AIM OF THE EXERCISE —
Without the pictures, retype each line below exactly as it stands.

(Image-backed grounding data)

'''

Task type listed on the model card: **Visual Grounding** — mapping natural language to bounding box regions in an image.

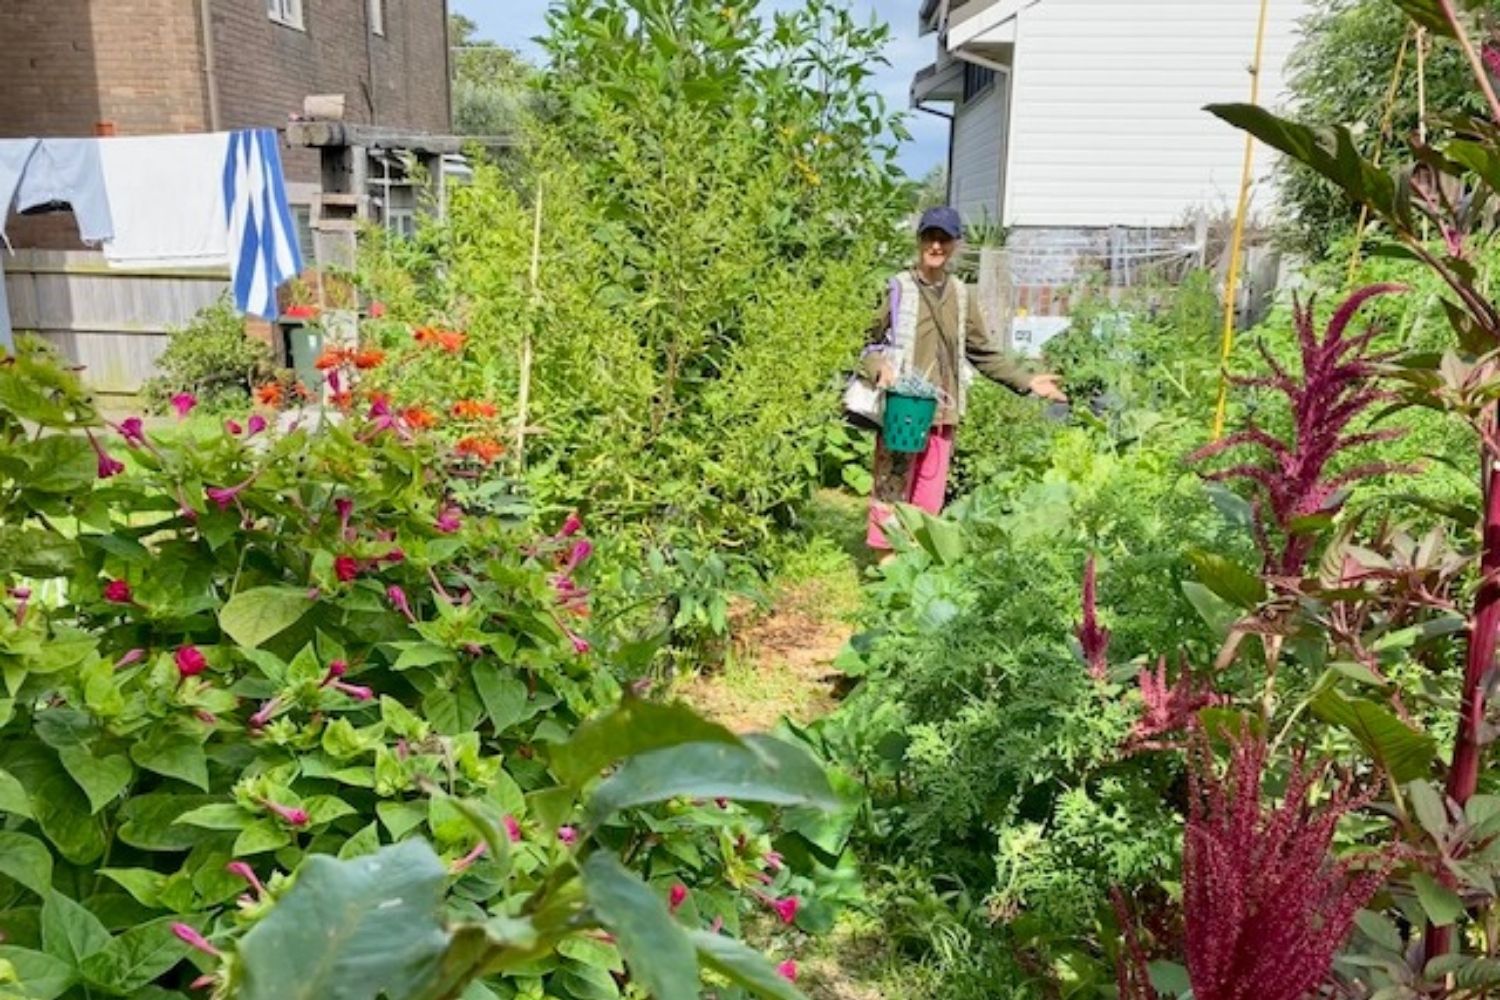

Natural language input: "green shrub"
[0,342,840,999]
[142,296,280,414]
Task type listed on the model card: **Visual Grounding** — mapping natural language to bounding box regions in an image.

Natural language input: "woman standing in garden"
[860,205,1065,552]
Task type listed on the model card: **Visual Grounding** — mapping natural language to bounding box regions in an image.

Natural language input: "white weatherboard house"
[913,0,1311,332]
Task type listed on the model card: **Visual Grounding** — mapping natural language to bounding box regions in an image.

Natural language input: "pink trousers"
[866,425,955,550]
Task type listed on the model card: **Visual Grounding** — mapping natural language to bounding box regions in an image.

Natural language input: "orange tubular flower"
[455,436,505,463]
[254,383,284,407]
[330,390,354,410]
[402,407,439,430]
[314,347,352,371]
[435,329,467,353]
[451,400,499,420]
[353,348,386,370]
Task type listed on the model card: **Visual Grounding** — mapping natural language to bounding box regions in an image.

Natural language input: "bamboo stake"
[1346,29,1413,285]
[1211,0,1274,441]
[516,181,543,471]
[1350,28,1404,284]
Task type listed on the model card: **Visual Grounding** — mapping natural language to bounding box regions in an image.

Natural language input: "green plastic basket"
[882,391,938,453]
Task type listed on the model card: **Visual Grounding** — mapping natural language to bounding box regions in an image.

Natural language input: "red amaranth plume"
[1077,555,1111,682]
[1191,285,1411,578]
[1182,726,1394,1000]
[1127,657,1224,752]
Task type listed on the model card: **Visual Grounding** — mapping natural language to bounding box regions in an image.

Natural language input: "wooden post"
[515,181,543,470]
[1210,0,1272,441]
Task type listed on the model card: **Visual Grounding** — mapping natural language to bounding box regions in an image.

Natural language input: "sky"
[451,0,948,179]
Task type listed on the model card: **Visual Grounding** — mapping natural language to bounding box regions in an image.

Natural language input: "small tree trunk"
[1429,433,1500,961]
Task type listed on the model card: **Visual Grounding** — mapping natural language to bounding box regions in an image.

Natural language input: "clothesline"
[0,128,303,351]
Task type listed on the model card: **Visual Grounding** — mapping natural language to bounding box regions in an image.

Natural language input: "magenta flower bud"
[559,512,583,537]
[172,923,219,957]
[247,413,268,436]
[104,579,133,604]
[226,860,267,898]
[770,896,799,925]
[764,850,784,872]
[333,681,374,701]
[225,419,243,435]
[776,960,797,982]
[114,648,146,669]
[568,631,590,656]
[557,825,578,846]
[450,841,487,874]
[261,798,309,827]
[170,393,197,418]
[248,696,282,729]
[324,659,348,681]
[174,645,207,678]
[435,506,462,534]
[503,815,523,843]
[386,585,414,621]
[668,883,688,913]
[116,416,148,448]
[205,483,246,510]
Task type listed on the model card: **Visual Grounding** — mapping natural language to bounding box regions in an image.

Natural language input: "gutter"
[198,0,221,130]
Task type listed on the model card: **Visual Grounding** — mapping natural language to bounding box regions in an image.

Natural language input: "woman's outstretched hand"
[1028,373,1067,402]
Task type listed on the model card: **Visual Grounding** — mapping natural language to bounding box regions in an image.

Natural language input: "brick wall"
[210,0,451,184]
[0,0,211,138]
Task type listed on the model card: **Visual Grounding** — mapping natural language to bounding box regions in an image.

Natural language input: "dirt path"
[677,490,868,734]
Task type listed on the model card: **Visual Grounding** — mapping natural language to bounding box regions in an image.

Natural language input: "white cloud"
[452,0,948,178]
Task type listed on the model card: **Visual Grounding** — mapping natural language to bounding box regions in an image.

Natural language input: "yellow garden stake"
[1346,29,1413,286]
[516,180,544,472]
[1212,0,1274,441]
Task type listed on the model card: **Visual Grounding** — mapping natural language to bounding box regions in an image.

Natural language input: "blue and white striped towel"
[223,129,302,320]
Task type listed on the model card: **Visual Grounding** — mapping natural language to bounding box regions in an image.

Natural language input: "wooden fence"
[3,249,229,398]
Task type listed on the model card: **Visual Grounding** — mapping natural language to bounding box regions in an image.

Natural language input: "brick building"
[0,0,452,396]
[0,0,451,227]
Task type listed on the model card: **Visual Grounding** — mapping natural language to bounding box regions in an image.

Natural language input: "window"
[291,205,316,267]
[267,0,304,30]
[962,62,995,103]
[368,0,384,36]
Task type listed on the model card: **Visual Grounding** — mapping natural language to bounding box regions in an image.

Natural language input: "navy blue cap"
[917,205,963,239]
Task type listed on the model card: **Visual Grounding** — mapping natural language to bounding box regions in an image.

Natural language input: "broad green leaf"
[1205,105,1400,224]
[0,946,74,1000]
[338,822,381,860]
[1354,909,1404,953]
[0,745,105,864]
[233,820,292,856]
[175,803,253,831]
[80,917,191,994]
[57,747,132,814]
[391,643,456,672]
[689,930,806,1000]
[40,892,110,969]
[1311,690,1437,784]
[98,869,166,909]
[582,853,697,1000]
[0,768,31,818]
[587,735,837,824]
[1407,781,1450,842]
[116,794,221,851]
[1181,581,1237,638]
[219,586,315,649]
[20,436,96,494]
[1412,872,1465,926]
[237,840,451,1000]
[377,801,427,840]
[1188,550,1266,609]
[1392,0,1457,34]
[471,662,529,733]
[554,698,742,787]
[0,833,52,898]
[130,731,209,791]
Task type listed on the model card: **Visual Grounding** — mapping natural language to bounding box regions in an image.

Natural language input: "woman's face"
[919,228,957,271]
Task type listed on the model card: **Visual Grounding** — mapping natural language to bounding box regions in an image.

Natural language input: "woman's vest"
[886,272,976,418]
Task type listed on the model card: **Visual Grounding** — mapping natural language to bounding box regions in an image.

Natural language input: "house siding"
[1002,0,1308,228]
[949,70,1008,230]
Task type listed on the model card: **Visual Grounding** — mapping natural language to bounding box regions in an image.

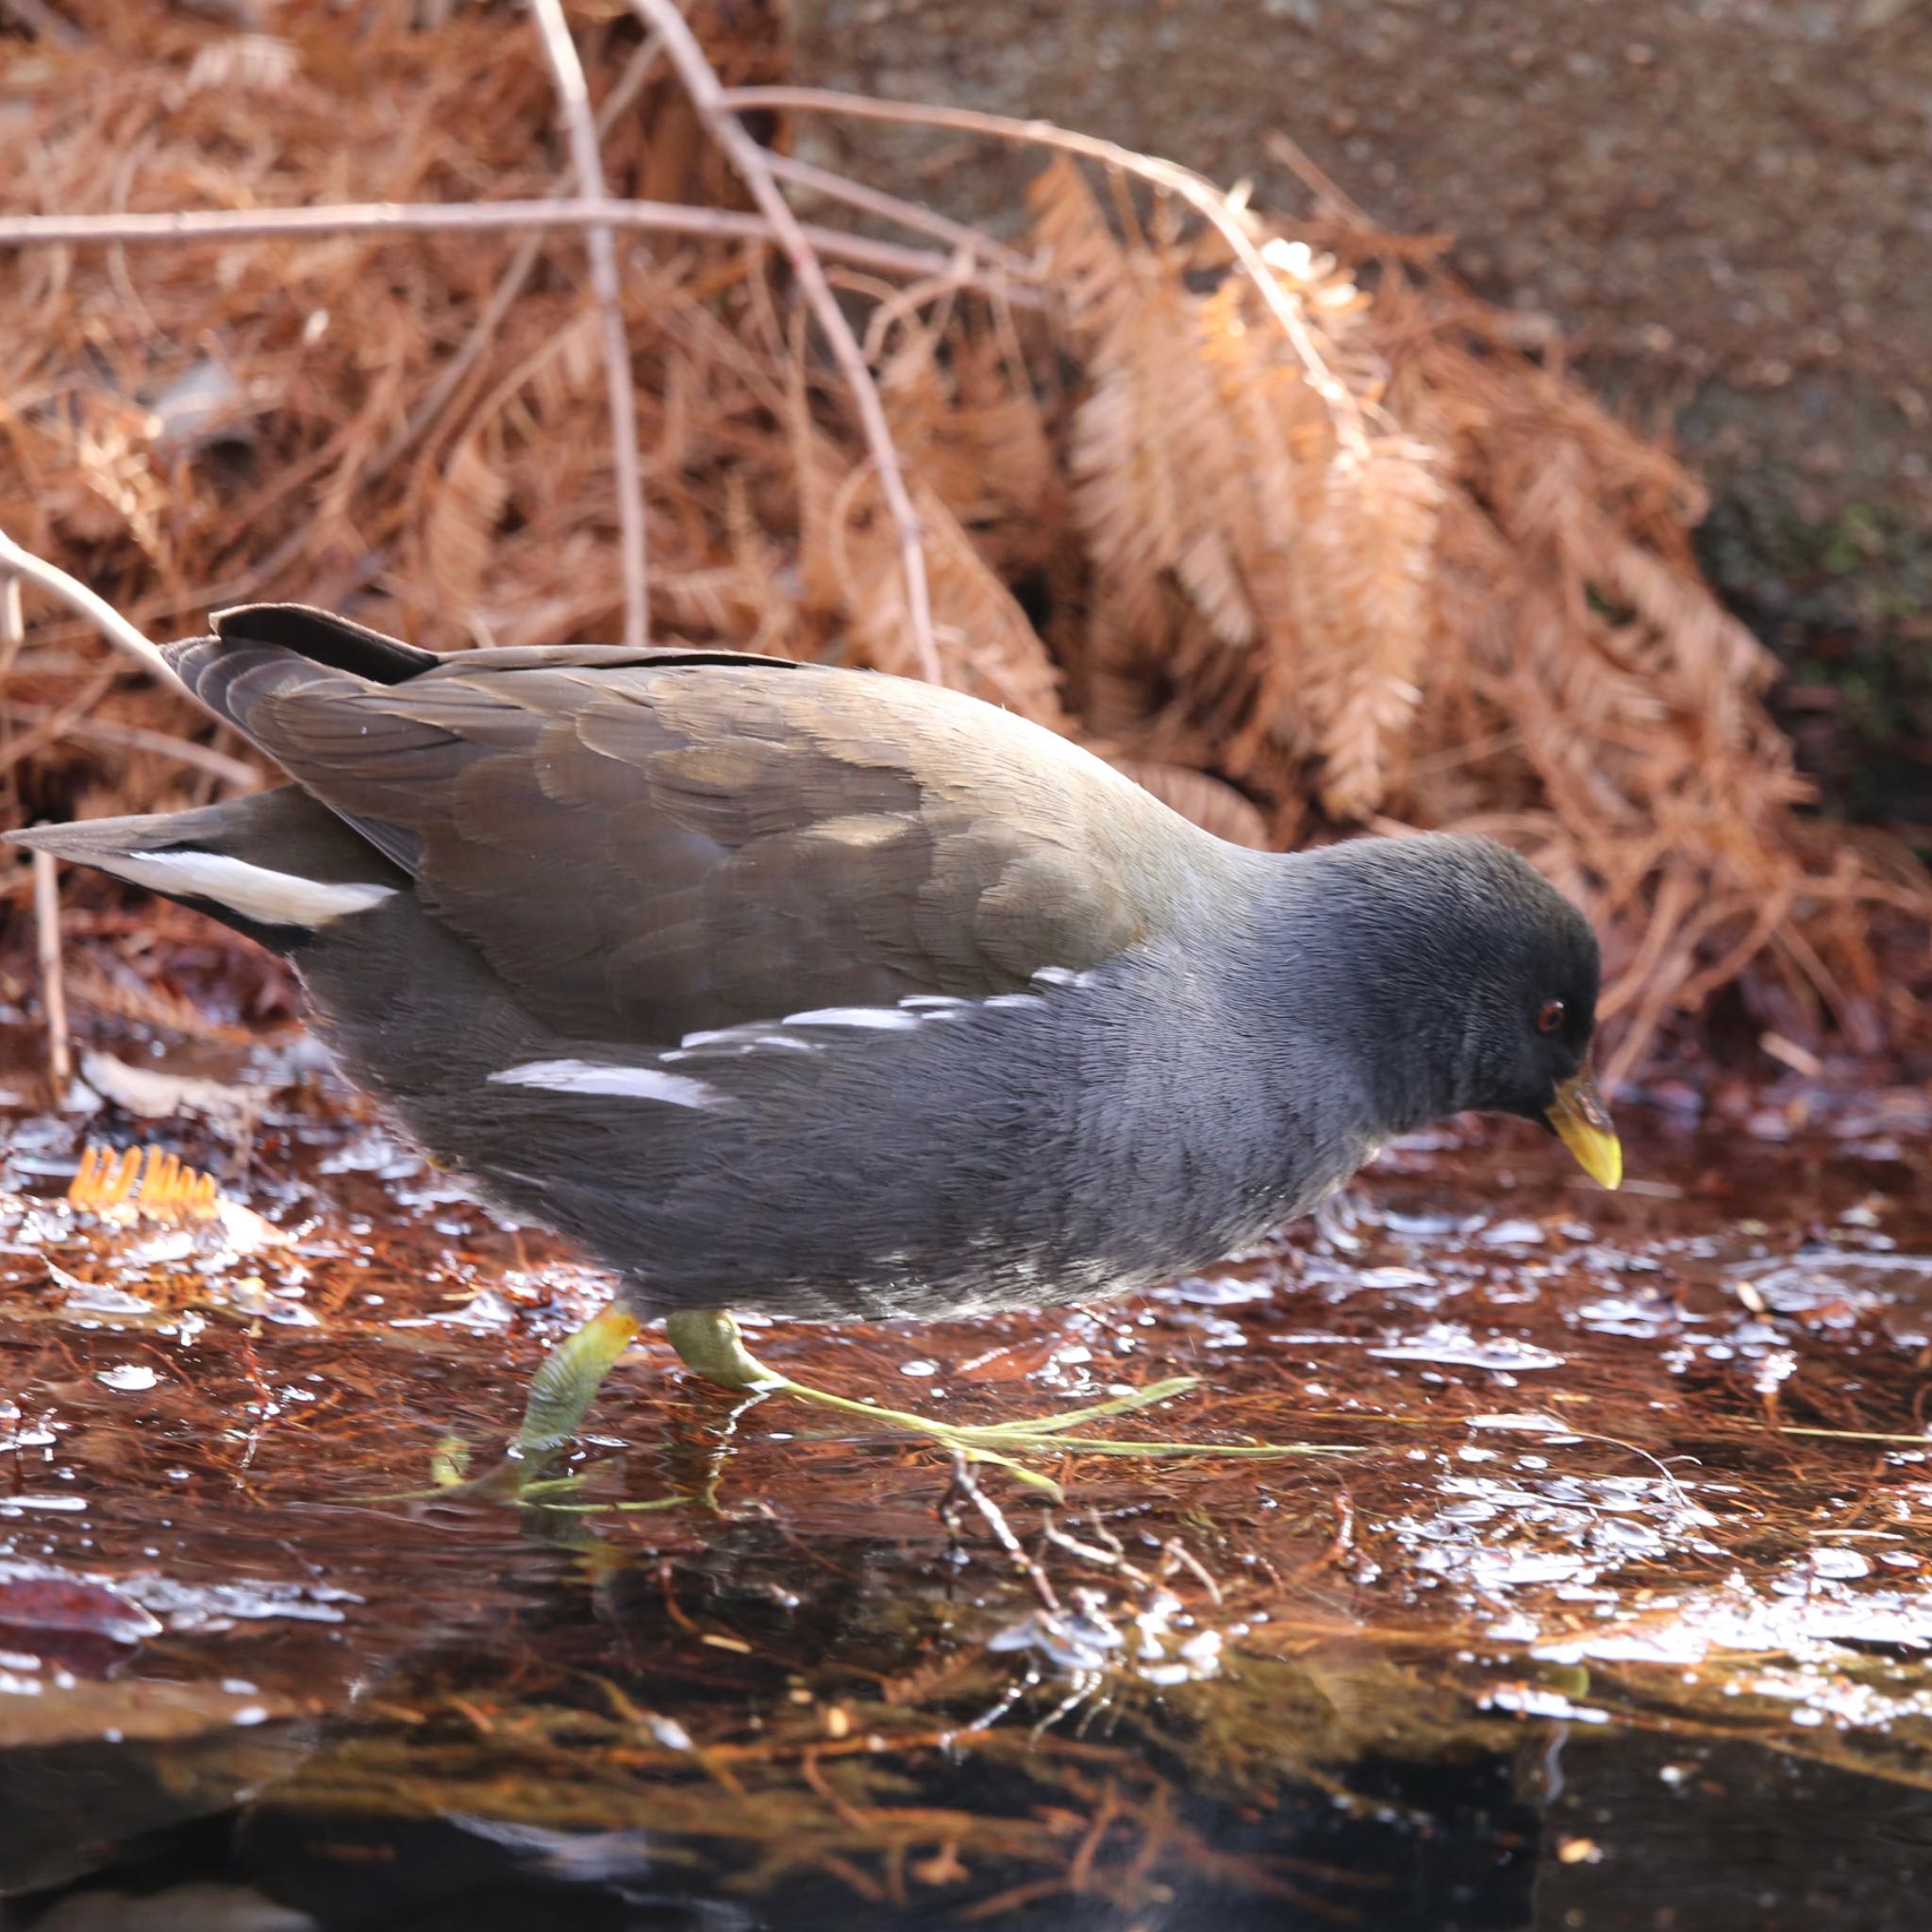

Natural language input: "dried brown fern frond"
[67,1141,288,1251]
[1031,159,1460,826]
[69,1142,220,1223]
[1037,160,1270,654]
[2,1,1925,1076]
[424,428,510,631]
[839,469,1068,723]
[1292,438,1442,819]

'''

ANSWER BOX —
Task type listed on the model card: **Visual Grounding** — mapping natural language to bounding box regions in an image.


Natural language input: "green shrub"
[0,342,840,999]
[142,296,280,414]
Task type listed on the model card: **Visual Grounding** — mapping natural language to bounding box regions in an image.

Natural language input: "woman standing in garden"
[860,205,1065,552]
Task type listed on the model card: **Visual Grounding** — mapping natural language to bounding box regions in an image.

Natural language input: "white weatherboard house"
[913,0,1311,332]
Task type listed on the model card: **Visual Grounding** — mapping natural language to bounding box regions in an image.

Natural language input: "pink trousers"
[866,425,955,550]
Task type listed on the model card: **Visual Grounding** — mapping natural language to bounding box regions in an image.

Natural language input: "orange tubular flower"
[455,436,505,463]
[254,383,284,407]
[330,390,354,410]
[402,407,439,430]
[314,347,352,371]
[435,329,467,353]
[451,400,499,420]
[353,348,386,370]
Task type listed on the model card: **Visual Grounding** — mapping natural language to bounding box regions in an image.

Natural language input: "bamboo stake"
[1346,29,1413,285]
[1211,0,1274,441]
[516,181,543,471]
[1350,28,1404,284]
Task type listed on the model card: **Visual Grounding** — mapping natural language to bounding box regions in an image.

Natural language input: "green plastic basket"
[882,391,938,453]
Task type listed on the model card: **Visual Grounding** — mapping natural language to bounding box regions in an image.

Natural language input: "red amaranth plume"
[1077,555,1111,682]
[1191,285,1411,578]
[1182,726,1394,1000]
[1127,657,1224,752]
Task type listed on the model card: **Visual Grounding** — mapping natural language to bounding box regions in an image.

Natural language input: "wooden post"
[515,181,543,470]
[1210,0,1272,441]
Task type listed on the model card: **Visual Grounding** — mapping natural language to bounding box regions in an image.

Natural language input: "sky"
[451,0,948,179]
Task type listed on the model card: **Visual Grounding** — mapping natural language to bounding box regions in an image.

Natural language input: "small tree trunk"
[1429,433,1500,961]
Task type listed on the model card: **Visual Grounding** — mapping natural language to bounding box regions in an image.

Natural language input: "clothesline"
[0,128,303,351]
Task type listed on the model card: **Visual Grounding** — mapping natural language to bounding box regions in an image.

Natural language input: "magenta flower bud"
[559,512,583,537]
[172,923,219,957]
[247,413,268,436]
[104,579,133,604]
[226,860,267,898]
[770,896,799,925]
[764,850,784,872]
[333,681,374,701]
[225,419,243,435]
[776,960,797,982]
[114,648,146,669]
[568,631,590,656]
[557,825,578,846]
[450,841,487,874]
[261,798,309,827]
[170,393,197,418]
[248,696,282,729]
[324,659,348,681]
[174,645,207,678]
[435,506,462,534]
[503,815,523,843]
[386,585,414,621]
[668,883,688,913]
[116,416,148,448]
[205,483,246,510]
Task type listed on the model card: **Visual Grounding** — mapping natural language to bounding box regions in an image.

Natural language input: "gutter"
[198,0,221,130]
Task type listed on the model card: **Visual Grounding** — mapping natural language to bounding box regions in an image.

Natural language input: "woman's outstretched hand"
[1028,373,1067,402]
Task type listed on the model card: **Visual Grounding** — mapping natural language to bounding box regions in an image.

Natural language input: "brick wall"
[210,0,451,184]
[0,0,211,138]
Task type listed on the model card: **Visual Grounding** — mapping natural language to bounding box regions in an image.

Natural language input: "dirt path"
[677,490,868,734]
Task type listed on the model card: **Visual Grounding** — mapping natural language to bounding box regions in an image.

Natural language input: "white cloud"
[452,0,948,178]
Task type listed on the model card: **Visual Grounding** — mapping natural language to bounding box regions in an image.

Natural language input: "yellow garden stake"
[1346,29,1413,286]
[516,180,544,472]
[1212,0,1274,441]
Task type listed on the model card: **Visual Grounding** — mapping natural language to bounding box regions in an image.

Natural language input: "blue and white striped towel"
[223,129,302,320]
Task type listed on the model card: **Visual Grounding** — mapping natural language to bounding box regions in an image.

Natural language input: "wooden fence"
[3,249,229,398]
Task type listed on the model card: **Visual Grounding** — mapping natural language to bounding box regions in an image.

Natural language input: "brick building"
[0,0,452,396]
[0,0,451,227]
Task type listed on the model card: **Visual Grounding** — mapping natural language to bounding box regions in an image.

Natural language input: "window"
[291,205,316,267]
[267,0,304,30]
[962,62,995,103]
[368,0,384,36]
Task type listed on the model card: **Visual Grounding** — mapping natural language to bounding box regions in an image.

Natural language input: "navy blue cap"
[917,205,963,239]
Task type listed on the model card: **Visual Grounding** — mapping natural language to bounding box regions in an image.

Natural language input: "broad green leaf"
[1205,105,1400,224]
[0,946,74,1000]
[338,822,381,860]
[1354,909,1404,953]
[0,745,105,864]
[233,820,292,856]
[175,803,253,831]
[80,917,191,994]
[57,747,132,814]
[391,643,456,672]
[689,930,806,1000]
[40,892,110,969]
[1311,690,1437,784]
[98,869,166,909]
[582,853,697,1000]
[0,768,31,818]
[587,735,837,824]
[1407,781,1450,842]
[116,794,221,851]
[1181,581,1237,638]
[219,586,315,649]
[20,436,96,494]
[1412,872,1465,926]
[237,840,451,1000]
[377,801,427,840]
[1188,550,1266,609]
[1392,0,1457,34]
[471,662,529,733]
[554,698,742,787]
[0,833,52,898]
[130,731,209,791]
Task type listed on the model card: **Visual Grounding** — mapping natural language to bounding box regions in an image.

Natural language input: "woman's face"
[919,228,957,271]
Task type listed on the model card: **Visual Grounding** — mapping natural language to bounding box regions in an image.

Natural language input: "woman's vest"
[886,272,976,418]
Task type listed on the model card: **Visual Grounding** — mapping natural language to bounding box regions in an image.

Natural language input: "house siding"
[1002,0,1308,228]
[949,70,1008,230]
Task type listed on the model card: **Visual Grounding** — mapping natural language to bounding box regions in an image.


Natural language input: "dried brown fern frond"
[67,1141,288,1251]
[1031,159,1460,826]
[69,1142,220,1223]
[1037,160,1270,654]
[2,1,1925,1076]
[424,428,510,631]
[839,469,1068,723]
[1292,438,1442,819]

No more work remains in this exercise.